Task instructions -
Give again, word for word, the lines below running from the line with "the white forehead" to the line with "<point>502,248</point>", both included.
-- start Dataset excerpts --
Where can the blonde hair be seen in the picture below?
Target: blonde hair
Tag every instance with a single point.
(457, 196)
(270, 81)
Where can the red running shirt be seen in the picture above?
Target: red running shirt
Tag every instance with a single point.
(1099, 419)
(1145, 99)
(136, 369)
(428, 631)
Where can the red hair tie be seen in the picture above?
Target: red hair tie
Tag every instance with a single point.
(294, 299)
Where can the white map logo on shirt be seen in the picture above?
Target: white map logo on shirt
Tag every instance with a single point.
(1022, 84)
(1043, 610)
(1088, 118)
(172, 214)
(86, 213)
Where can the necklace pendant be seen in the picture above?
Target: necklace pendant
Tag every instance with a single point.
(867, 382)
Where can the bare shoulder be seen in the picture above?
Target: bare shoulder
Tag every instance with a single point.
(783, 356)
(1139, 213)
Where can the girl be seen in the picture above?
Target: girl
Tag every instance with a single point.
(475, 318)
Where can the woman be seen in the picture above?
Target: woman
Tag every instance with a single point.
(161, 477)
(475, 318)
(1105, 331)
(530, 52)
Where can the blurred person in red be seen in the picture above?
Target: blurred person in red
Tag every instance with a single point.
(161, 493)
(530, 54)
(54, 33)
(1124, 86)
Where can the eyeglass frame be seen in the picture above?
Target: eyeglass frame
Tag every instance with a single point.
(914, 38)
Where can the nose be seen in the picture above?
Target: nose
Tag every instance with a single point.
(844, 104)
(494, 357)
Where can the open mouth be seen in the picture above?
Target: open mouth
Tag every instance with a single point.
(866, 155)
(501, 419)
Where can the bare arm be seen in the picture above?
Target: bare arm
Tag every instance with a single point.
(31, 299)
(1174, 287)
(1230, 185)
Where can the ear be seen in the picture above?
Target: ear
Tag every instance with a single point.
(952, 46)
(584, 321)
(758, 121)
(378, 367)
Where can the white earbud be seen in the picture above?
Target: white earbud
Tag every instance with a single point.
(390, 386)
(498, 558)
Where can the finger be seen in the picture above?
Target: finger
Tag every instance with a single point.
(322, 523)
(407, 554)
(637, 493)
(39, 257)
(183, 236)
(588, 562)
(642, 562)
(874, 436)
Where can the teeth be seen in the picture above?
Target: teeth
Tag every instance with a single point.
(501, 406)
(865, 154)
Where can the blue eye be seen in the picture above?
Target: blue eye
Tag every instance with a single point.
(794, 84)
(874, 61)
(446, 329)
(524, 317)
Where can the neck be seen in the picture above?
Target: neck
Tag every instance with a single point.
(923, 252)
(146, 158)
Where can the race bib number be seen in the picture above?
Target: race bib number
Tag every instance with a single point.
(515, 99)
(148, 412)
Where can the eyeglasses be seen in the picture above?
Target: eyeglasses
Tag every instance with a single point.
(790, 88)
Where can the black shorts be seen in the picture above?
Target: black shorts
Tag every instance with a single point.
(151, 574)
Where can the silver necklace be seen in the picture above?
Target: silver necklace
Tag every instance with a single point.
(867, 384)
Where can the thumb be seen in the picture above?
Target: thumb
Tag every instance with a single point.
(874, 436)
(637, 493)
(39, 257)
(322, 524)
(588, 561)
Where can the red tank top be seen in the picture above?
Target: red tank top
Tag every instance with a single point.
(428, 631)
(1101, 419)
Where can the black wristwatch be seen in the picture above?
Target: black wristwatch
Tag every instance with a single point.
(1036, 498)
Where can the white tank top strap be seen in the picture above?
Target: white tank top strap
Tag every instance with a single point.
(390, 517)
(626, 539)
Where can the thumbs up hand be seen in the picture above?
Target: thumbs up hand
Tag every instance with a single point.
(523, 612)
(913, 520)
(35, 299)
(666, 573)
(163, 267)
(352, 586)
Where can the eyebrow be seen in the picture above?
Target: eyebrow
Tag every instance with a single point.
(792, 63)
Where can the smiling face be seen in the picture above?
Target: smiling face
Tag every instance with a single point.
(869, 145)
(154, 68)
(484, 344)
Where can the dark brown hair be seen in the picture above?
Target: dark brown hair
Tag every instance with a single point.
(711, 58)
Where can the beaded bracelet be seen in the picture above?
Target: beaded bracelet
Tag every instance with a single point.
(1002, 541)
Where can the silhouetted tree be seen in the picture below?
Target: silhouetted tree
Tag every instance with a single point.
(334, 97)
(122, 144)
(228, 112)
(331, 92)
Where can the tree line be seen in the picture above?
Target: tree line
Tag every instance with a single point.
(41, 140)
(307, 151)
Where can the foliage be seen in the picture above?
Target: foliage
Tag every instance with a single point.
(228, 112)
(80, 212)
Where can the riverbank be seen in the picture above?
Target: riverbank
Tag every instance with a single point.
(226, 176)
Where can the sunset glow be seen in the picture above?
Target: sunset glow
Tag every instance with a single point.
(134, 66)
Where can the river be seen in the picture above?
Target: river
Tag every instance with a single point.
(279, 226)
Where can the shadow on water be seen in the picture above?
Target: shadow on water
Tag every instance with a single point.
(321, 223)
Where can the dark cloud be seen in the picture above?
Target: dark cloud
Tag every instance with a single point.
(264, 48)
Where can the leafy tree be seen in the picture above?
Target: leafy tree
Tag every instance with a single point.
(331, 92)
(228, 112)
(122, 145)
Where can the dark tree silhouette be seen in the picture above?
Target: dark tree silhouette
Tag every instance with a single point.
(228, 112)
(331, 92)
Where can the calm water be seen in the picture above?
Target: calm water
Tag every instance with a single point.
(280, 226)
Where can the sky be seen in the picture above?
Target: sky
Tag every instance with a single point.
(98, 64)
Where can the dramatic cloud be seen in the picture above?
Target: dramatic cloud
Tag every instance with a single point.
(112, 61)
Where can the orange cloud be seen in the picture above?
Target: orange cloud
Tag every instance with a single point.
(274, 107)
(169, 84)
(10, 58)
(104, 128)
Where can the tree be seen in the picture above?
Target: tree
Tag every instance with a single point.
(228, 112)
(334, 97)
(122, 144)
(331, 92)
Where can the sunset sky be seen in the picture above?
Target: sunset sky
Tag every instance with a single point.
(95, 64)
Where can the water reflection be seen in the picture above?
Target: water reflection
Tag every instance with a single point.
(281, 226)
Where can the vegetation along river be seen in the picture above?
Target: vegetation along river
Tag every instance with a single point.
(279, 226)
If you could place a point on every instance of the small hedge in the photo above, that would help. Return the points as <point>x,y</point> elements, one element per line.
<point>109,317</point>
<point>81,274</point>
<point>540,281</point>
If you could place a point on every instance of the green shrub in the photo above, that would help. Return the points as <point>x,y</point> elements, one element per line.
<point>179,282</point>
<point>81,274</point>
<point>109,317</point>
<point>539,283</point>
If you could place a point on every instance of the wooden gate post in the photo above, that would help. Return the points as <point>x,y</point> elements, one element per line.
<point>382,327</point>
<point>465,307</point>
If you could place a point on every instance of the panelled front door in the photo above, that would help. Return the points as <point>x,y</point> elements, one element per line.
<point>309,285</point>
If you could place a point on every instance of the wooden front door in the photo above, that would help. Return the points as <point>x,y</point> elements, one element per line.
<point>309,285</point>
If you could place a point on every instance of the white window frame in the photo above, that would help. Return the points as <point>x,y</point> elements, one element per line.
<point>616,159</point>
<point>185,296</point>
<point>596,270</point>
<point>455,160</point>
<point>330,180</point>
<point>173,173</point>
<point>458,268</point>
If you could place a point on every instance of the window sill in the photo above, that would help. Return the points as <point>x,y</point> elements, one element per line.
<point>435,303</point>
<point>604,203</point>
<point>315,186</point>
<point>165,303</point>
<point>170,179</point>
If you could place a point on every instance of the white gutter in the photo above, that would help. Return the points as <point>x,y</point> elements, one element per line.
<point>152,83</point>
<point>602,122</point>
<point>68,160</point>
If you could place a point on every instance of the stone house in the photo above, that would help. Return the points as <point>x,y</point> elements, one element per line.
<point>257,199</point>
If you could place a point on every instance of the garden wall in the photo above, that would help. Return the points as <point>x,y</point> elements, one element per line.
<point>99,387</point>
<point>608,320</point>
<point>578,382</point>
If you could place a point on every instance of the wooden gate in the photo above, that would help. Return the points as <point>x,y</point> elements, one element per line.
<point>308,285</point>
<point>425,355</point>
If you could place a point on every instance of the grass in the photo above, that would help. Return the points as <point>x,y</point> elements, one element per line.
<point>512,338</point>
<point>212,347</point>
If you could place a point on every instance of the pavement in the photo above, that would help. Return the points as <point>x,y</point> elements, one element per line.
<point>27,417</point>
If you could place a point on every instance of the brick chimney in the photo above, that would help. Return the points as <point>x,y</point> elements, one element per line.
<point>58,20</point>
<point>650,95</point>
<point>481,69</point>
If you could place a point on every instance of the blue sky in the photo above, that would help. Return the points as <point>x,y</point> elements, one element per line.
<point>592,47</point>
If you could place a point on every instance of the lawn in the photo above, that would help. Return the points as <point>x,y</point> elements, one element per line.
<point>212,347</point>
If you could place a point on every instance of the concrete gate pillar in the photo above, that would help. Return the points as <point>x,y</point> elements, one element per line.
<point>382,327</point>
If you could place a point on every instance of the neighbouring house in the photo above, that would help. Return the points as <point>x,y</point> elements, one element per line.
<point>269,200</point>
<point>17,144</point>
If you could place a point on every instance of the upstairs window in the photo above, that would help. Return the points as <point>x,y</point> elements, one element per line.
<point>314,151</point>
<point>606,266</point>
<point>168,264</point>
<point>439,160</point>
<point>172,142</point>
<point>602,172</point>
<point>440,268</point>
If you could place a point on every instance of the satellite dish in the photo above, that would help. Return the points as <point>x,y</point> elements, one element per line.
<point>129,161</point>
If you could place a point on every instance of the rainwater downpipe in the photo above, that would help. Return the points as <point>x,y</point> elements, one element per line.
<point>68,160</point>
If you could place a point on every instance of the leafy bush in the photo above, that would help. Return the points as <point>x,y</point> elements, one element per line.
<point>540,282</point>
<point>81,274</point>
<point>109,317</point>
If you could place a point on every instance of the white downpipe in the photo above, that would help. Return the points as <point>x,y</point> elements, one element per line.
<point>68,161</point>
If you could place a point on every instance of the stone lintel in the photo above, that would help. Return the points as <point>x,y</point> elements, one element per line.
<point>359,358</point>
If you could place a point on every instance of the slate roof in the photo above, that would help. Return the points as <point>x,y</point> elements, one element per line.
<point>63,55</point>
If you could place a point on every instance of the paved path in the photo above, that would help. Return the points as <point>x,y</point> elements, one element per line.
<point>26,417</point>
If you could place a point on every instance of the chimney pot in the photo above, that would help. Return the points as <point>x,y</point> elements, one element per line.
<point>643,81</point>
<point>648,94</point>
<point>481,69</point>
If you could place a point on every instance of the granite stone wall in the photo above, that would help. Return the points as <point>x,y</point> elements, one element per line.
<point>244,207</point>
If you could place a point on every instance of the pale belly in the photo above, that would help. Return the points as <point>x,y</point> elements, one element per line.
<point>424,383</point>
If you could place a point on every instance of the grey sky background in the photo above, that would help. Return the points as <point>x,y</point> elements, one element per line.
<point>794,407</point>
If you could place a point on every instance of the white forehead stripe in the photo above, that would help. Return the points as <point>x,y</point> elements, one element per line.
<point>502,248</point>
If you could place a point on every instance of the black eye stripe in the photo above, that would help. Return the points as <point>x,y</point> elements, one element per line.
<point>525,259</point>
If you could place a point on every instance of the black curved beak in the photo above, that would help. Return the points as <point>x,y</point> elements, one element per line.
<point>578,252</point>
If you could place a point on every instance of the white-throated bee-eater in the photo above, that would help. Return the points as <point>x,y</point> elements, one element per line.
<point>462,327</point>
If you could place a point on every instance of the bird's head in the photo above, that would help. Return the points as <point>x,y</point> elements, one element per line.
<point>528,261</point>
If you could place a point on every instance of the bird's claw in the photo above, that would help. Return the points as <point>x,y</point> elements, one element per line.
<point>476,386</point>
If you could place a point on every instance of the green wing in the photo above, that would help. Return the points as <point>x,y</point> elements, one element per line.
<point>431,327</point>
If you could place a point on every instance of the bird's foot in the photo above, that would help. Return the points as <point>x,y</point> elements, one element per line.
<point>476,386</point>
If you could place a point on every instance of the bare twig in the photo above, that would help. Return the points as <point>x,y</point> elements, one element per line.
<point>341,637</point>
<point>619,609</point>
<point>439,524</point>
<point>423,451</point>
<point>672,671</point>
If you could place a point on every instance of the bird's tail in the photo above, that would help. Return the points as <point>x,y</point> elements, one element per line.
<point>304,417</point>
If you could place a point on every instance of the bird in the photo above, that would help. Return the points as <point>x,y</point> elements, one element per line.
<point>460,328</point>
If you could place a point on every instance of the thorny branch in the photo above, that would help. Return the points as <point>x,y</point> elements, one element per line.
-- end Dataset excerpts --
Problem solution -
If you could place a point on every instance of the white forehead stripe in the photo above, that would help. Return the points as <point>x,y</point> elements, one element per line.
<point>502,248</point>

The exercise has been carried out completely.